### Stated goal
Show each line of the records that contains the word "bowl", with case counting.

### Materials provided
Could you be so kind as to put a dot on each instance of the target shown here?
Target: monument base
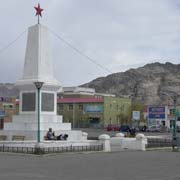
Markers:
(26, 125)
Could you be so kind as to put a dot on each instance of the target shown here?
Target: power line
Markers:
(79, 51)
(12, 42)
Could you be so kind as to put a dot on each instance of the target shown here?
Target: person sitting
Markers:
(62, 137)
(50, 135)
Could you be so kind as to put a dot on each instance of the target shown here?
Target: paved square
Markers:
(150, 165)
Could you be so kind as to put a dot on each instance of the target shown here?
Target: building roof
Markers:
(80, 100)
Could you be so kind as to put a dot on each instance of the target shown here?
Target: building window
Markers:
(80, 107)
(70, 107)
(110, 106)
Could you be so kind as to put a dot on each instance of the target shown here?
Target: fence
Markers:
(46, 150)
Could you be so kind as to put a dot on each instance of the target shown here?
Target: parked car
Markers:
(154, 128)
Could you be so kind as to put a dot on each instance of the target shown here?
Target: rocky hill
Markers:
(8, 90)
(153, 84)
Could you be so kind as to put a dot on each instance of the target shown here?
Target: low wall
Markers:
(125, 143)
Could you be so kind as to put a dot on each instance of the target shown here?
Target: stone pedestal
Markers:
(38, 67)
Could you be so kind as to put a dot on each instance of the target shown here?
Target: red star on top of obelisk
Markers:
(38, 11)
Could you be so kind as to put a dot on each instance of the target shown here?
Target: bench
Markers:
(18, 138)
(3, 137)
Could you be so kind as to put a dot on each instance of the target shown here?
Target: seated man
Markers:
(50, 135)
(62, 137)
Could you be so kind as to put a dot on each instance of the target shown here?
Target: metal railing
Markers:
(47, 150)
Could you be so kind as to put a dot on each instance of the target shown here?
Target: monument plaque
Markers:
(47, 102)
(28, 101)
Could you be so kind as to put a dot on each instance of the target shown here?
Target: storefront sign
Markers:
(156, 112)
(136, 115)
(93, 108)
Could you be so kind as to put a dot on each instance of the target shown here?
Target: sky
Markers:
(115, 34)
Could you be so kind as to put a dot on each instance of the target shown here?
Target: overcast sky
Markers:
(117, 34)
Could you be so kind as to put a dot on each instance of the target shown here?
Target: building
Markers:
(83, 107)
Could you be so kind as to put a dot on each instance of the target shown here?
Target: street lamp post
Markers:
(38, 87)
(174, 123)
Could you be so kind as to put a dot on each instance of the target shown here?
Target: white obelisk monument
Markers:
(38, 67)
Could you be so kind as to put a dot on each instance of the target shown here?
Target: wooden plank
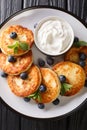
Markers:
(0, 114)
(78, 7)
(56, 3)
(40, 124)
(8, 7)
(8, 119)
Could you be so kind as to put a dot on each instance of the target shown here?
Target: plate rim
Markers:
(32, 8)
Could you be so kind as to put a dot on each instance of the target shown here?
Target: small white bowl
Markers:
(45, 41)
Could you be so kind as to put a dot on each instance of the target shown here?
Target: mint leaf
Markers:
(24, 46)
(80, 43)
(11, 46)
(65, 87)
(15, 50)
(19, 45)
(36, 96)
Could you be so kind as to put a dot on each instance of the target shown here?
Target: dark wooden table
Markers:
(9, 120)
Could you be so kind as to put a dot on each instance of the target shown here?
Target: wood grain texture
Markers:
(78, 7)
(56, 3)
(8, 7)
(9, 120)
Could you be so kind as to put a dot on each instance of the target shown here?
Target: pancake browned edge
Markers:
(23, 35)
(52, 83)
(74, 74)
(24, 88)
(22, 63)
(73, 55)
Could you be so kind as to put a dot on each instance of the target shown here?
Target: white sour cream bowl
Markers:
(53, 36)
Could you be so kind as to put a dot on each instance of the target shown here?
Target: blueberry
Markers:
(82, 63)
(11, 59)
(42, 88)
(23, 75)
(41, 62)
(62, 78)
(82, 56)
(41, 105)
(50, 60)
(56, 102)
(76, 39)
(13, 35)
(27, 99)
(3, 74)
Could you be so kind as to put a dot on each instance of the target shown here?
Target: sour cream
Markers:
(54, 36)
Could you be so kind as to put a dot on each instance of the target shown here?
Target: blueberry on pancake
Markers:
(21, 63)
(52, 84)
(24, 88)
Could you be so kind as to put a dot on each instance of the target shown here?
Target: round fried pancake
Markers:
(23, 35)
(74, 74)
(52, 83)
(72, 55)
(84, 50)
(21, 64)
(26, 87)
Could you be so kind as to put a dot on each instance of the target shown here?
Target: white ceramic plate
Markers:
(28, 18)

### Response to the task
Target: small white bowl
Target: white sour cream bowl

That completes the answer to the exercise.